• [WHAT IS REQUIRED]:
Output unchanged the items starting with the line that contains "Your objective is to locate every instance of metal" and going on through the line that contains "[71,48,110,86]", with both of those lines included.

• [MATERIAL PROVIDED]:
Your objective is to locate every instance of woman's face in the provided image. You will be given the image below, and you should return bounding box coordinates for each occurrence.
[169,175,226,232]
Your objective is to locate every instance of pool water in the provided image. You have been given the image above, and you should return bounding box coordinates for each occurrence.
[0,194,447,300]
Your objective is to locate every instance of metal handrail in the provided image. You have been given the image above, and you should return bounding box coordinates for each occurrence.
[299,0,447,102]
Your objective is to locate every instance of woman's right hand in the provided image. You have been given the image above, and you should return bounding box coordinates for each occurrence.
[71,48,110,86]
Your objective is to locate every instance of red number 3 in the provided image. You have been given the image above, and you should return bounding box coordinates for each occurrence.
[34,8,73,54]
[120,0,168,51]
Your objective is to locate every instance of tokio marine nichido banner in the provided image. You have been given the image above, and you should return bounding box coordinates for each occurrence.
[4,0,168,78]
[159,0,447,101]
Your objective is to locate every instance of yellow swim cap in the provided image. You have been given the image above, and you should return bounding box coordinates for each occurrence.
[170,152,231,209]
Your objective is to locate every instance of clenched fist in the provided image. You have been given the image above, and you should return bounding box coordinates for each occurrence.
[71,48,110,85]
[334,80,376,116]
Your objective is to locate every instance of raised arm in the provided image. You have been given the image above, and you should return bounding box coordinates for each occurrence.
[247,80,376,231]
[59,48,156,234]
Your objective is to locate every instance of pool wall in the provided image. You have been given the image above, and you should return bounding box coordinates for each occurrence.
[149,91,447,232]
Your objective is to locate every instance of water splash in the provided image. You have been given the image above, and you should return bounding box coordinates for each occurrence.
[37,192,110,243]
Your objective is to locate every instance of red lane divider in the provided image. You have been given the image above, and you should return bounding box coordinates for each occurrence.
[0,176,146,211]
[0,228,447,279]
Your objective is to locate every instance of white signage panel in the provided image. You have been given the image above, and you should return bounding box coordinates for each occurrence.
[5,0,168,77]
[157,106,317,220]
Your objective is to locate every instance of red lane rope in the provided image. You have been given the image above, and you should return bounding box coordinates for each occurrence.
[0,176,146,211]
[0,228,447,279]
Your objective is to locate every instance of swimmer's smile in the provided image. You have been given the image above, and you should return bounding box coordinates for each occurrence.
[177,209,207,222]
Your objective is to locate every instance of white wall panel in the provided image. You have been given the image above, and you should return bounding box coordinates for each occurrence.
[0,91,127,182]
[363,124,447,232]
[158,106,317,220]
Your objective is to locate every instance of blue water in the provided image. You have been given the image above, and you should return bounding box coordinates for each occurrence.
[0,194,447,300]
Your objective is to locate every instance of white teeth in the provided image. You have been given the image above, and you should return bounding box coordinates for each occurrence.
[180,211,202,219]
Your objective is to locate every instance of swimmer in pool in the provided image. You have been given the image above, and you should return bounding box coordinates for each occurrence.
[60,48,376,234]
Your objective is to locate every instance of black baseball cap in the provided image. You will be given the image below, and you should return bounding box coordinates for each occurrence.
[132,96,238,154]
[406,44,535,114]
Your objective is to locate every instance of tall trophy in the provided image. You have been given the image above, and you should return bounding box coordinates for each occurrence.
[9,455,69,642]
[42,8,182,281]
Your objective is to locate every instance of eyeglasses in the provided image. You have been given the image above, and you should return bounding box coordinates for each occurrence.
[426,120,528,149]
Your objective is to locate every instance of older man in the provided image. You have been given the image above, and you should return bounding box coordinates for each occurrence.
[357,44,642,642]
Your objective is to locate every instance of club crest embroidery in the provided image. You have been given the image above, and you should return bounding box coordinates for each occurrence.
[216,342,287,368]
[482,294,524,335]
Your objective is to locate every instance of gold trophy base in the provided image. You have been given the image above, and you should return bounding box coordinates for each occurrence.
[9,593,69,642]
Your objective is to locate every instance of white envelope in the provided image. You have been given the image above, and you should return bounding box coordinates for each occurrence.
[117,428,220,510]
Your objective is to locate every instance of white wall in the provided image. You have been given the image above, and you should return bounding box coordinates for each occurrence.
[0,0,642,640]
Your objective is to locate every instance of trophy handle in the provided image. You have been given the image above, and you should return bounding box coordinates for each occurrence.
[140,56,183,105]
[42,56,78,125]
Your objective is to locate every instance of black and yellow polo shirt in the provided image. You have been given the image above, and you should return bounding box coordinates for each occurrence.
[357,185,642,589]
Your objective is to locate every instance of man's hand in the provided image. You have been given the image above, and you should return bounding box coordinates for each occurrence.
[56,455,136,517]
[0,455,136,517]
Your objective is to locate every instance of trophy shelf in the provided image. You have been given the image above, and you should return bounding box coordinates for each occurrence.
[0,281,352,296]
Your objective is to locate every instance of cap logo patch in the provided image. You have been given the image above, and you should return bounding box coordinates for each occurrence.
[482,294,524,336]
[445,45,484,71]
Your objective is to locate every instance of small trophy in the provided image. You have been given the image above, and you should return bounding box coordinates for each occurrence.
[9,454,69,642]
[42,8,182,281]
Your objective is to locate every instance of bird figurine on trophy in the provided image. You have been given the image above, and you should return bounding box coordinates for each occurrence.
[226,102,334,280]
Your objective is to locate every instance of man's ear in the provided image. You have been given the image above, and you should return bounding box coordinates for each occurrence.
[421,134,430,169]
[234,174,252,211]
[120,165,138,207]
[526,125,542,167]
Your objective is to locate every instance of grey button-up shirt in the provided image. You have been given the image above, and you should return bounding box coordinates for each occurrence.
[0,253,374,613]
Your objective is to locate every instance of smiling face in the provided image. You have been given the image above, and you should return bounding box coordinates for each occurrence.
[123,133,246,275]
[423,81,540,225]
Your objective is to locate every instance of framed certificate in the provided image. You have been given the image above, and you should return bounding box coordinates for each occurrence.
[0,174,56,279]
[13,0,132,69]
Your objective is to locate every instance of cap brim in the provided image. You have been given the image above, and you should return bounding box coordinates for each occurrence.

• [REPLY TO THE EXERCISE]:
Your objective is to locate every instance of metal handrail in the provided image. You have been given the image above, and you should return bounding box coordinates for each occurrence.
[299,0,447,102]
Your objective is to locate every instance of woman's right hand in the provided image. You have been given the image above, and you should return bounding box coordinates for each occurrence.
[71,48,110,86]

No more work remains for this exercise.